• **Verilen metin**

#####

I. Ulusal Risale-i Nur Gençlik Kongresi’nde hazırlanan, “Sünnet-i Seniyyede Gençlik” masasının sonuç bildirisi:
Gençlik tarlası
“Gençliğin rûhunu, işlemeyen bir tarla gibi kendi hâline bırakırsanız, orada ısırganlar, dikenler yetişir biter.”
Finlandiyalı bir din adamına ait olan bu sözler, gençliğin hayır ve güzellikler için en önemli bir dönem olduğunu bize pekala özetlemektedir. Öyle ya bir tarla ne kadar verimli olursa olsun, o tarlaya bakım yapmadan ondan bir şey beklemek mümkün mü? Hele bir de zararlı kimyevi maddeler kabilinden günahlara sık sık maruz kalan bir gençlik tarlası olursa bu tarla.
Peki, bu gençlik tarlasından en güzel şekilde yararlanmak ve de onu zararlı günah maddelerinden korumak ne ile mümkün olabilir? Bunun için her probleme çözümün kendisinde barındığı Kur’an’a başvuruyoruz ve karşımıza Ahzab Suresi’nin “And olsun ki Allah’a ve ahiret gününe kavuşmayı ümit edenler için Allah’ın resulünde size bir örnek vardır.” mealindeki 21. ayeti karşımıza çıkıyor.

#####

[Konum işaretleme kayıtları]
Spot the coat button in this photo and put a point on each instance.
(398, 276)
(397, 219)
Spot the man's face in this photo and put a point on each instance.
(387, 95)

#####

• **Yapılacak görevler**
A. Gençlik tarlası yazısında tırnak işaretleri içinde verilen bütün ifadeleri lütfen eksiksiz sıralayın.
B. Gençlik tarlası yazısını kaldığı yerden alıp sürdürün.

• **Görev yanıtları**
A.
1. “Sünnet-i Seniyyede Gençlik”
2. “Gençliğin rûhunu, işlemeyen bir tarla gibi kendi hâline bırakırsanız, orada ısırganlar, dikenler yetişir biter.”
3. “And olsun ki Allah’a ve ahiret gününe kavuşmayı ümit edenler için Allah’ın resulünde size bir örnek vardır.”

B.
Bu ayeti kendimize ışık tutuyor ve öncelikle Peygamber Efendimizin (a.s.m) gençliğine yolculuk ediyoruz. Görüyoruz ki o zat (a.s.m) iffet, haya, doğruluk, eminliğiyle tanınmış, öyle ki ona “el-Emin” unvanı verilmiş. Doğruluğundan kimse şüphe etmiyor. Hatta iffet ve zenginliğiyle ün salmış Hz. Hatice (r.a.) kendisine nice zenginler tarafından evlenme teklifleri yapıldığı halde hiçbirini kabul etmiyor, kendisinden yaşça küçük maddeten fakir olan Peygambere (a.s.m) bizzat evlenme teklifinde bulunuyor.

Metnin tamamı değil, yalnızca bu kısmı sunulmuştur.